--- Verilen Metin ---
+-------+

Prof. Dr. Aynur Özge
Gün boyu omzunuza binen yükü hissediyor musunuz? Bazen başınız zonkluyor, bazen beliniz tutuluyor, bazen de sanki zihniniz bir sis perdesinin içinde… Peki, tüm bu belirtiler ayrı ayrı mı, yoksa aynı ağrı matriksinin bir yansıması mı?
Bu yazıda sizi beynin ağrıyı nasıl işlediğine, bel ağrısının zihinsel dünyamızla nasıl bir dans içinde olduğuna ve migrenin sadece bir baş ağrısı mı yoksa daha fazlası mı olduğuna dair bir yolculuğa çıkaracağım.
Beynimiz, ağrıyı yalnızca fiziksel bir uyarana cevap olarak değil, aynı zamanda duygusal, sosyal ve zihinsel bağlamda da işler. Bu çok katmanlı yapıya “ağrı matriksi” diyoruz. Beynin prefrontal korteksi, anterior singulat korteksi, insula, talamus ve limbik sistem gibi birçok alanı bu matriksin parçalarıdır.
Kronik migren, bel ağrısı ve hatta boyun tutulmaları, genellikle anksiyete, depresyon ve uyku bozuklukları ile birlikte seyreder. Çünkü aynı ağrı matriksi hem fiziksel acıyı hem de duygusal acıyı işler. Yani, zihninizde bir acı varsa, bedeniniz de bir şekilde buna cevap verir.
Gerçek örnek: 47 yaşındaki Gül Hanım, pandemi sürecinde kaygılarının arttığını ve sonrasında sık migren atakları yaşadığını anlatıyor. Başına vuran ağrılarla birlikte belinden doğrulamadığını söylüyor. Ancak MR ve kan tetkiklerinde patolojik bir bulguya rastlanmıyor. Sorun beyinde, ama sadece fiziksel değil; duygusal alanda da bir karşılığı var.

+-------+

Doğal dilde nesne konumlandırma verileri:
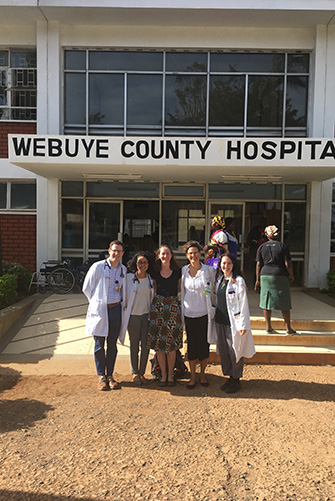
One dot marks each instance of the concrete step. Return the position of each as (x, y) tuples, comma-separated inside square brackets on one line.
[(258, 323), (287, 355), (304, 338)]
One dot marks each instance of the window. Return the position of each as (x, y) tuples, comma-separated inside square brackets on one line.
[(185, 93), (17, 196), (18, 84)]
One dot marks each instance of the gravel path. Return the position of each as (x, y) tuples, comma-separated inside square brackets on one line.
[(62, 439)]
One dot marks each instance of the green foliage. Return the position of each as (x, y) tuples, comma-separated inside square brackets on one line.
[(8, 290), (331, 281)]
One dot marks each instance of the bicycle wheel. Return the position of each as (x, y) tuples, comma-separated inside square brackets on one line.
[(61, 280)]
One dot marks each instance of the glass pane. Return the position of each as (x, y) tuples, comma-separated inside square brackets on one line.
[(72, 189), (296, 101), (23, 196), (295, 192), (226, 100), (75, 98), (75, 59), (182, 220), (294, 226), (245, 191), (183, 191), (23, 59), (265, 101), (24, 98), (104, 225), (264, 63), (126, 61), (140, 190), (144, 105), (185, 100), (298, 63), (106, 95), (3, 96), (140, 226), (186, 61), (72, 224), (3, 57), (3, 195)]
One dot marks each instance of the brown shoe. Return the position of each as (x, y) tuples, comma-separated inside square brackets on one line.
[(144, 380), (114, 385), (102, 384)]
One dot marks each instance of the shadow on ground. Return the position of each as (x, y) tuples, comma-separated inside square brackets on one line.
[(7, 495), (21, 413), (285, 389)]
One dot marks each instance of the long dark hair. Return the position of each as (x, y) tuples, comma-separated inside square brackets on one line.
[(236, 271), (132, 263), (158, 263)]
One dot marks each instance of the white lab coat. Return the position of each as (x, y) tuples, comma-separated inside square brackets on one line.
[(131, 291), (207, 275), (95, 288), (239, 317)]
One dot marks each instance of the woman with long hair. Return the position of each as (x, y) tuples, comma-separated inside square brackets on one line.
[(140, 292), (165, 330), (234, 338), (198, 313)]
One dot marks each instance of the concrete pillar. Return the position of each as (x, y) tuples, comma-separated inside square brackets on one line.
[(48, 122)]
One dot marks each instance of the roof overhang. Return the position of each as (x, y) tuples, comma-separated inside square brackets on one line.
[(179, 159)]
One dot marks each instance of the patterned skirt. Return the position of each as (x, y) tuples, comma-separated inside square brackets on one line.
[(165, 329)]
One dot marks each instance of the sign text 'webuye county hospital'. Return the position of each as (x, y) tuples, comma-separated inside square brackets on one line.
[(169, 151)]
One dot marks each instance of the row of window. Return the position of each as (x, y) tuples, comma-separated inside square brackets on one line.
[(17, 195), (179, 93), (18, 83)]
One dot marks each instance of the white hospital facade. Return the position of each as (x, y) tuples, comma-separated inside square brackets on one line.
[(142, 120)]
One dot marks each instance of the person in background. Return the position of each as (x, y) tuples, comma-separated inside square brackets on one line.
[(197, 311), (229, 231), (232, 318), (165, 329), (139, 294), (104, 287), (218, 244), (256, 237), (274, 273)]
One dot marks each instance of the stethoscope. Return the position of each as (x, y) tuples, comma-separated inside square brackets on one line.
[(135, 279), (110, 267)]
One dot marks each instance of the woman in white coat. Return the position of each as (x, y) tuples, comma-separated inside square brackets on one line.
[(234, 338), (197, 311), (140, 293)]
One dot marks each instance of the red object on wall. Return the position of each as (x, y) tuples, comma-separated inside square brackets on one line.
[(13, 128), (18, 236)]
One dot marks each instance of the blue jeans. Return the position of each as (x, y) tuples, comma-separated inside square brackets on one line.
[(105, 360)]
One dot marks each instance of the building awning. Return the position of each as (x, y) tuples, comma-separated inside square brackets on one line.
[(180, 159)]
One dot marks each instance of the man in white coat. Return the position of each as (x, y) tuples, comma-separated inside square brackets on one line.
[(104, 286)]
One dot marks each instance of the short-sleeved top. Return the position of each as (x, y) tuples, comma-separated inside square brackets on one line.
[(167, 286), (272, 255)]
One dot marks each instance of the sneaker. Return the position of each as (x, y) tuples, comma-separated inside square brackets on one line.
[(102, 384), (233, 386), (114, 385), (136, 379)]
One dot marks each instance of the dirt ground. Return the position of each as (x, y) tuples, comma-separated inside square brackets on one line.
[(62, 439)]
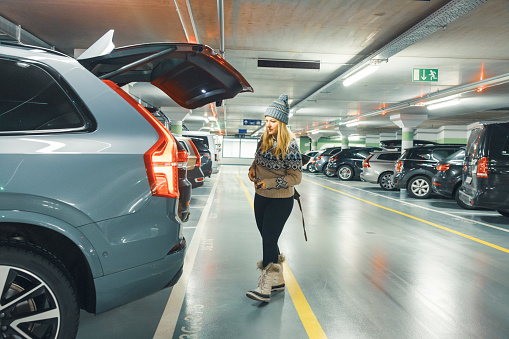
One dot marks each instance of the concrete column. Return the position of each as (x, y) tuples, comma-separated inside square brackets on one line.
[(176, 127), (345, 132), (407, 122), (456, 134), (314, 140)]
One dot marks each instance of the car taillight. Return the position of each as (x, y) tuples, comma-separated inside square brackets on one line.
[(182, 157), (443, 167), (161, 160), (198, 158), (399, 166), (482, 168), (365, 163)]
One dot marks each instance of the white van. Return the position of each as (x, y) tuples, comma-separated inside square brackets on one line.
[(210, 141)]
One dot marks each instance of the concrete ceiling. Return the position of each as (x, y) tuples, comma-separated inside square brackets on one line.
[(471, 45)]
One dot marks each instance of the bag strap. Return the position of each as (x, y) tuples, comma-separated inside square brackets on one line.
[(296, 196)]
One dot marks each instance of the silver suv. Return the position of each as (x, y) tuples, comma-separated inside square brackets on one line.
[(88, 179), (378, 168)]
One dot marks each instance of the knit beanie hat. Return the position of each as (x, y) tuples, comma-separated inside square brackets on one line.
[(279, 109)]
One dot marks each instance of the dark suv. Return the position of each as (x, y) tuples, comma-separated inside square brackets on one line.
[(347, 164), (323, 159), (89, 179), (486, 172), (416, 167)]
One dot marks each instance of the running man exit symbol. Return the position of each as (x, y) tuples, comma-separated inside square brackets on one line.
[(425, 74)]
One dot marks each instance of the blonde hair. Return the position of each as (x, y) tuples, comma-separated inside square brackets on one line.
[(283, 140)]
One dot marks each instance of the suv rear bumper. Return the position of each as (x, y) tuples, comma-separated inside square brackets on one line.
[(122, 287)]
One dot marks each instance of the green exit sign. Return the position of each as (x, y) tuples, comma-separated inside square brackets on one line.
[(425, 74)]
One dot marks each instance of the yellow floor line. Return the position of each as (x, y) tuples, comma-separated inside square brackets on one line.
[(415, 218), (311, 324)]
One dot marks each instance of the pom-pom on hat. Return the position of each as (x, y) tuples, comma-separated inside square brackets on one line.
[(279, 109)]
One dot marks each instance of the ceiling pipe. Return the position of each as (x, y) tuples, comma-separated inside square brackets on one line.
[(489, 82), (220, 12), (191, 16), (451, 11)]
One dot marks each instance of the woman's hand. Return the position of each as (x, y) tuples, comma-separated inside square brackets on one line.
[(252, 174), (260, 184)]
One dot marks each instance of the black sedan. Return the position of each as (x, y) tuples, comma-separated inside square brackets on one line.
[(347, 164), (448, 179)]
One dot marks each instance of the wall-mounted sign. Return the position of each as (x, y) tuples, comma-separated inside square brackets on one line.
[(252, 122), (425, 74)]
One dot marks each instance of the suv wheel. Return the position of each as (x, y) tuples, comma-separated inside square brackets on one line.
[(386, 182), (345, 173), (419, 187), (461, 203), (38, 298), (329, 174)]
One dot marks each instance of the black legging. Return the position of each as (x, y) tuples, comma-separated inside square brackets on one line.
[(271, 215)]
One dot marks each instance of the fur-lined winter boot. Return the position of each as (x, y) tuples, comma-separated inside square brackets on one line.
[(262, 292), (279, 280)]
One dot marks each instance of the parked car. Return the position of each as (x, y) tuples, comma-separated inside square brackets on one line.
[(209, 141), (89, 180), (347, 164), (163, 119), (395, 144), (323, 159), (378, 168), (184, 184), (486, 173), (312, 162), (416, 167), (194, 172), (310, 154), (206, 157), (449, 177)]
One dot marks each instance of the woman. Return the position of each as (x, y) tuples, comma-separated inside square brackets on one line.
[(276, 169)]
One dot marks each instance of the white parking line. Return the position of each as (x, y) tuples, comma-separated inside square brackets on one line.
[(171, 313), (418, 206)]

+-------+

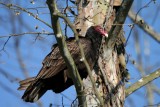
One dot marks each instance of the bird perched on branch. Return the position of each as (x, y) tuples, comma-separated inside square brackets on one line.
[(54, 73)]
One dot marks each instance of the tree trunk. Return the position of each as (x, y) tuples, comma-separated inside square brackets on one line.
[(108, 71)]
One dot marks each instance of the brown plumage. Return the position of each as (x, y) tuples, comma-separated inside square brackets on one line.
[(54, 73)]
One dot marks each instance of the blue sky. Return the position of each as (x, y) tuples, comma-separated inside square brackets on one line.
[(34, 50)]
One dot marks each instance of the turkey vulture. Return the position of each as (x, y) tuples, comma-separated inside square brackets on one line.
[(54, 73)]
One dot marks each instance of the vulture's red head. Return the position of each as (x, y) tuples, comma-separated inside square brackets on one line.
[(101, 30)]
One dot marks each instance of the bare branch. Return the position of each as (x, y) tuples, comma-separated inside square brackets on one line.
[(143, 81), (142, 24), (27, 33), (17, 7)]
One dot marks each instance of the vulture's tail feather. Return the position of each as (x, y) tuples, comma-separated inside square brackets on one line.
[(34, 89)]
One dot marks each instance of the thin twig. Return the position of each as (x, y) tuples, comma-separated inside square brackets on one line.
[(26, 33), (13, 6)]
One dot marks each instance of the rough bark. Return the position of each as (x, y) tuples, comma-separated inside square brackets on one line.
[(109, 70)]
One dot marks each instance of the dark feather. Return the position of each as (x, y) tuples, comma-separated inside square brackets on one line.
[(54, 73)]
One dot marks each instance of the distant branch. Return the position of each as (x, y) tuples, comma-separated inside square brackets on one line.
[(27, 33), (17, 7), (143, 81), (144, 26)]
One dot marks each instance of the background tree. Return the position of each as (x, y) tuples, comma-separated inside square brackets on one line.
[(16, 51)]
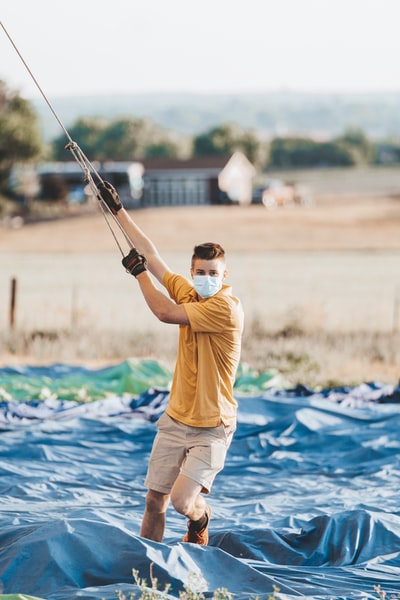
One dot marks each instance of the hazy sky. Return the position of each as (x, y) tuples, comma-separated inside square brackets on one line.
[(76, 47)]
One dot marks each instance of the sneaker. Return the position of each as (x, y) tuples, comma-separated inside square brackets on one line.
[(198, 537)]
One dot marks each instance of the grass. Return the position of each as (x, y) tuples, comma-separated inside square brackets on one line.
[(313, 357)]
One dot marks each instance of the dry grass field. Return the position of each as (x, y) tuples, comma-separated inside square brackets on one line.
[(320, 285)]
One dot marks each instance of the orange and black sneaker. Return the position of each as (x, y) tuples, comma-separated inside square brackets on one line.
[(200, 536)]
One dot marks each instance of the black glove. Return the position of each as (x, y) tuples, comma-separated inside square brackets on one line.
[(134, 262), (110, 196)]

+-------+

--- Okuduğunu Uygula ---
1) Metne göre şu soruları kısaca yanıtlayın:
(a) Beynin ağrıyı işlediği çok katmanlı yapıya ne ad veriliyor?
(b) Gül Hanım kaç yaşında?
(c) Gül Hanım'ın hangi tetkiklerinde patolojik bir bulguya rastlanmıyor?
2) Metinde "Prof. Dr. Aynur" ile başlayıp "bir yansıması mı?" ile biten kısmı olduğu gibi çıkarın.

--- Görev Yanıtları ---
1)
(a) Ağrı matriksi.
(b) 47 yaşında.
(c) MR ve kan tetkiklerinde.

2)
Prof. Dr. Aynur Özge
Gün boyu omzunuza binen yükü hissediyor musunuz? Bazen başınız zonkluyor, bazen beliniz tutuluyor, bazen de sanki zihniniz bir sis perdesinin içinde… Peki, tüm bu belirtiler ayrı ayrı mı, yoksa aynı ağrı matriksinin bir yansıması mı?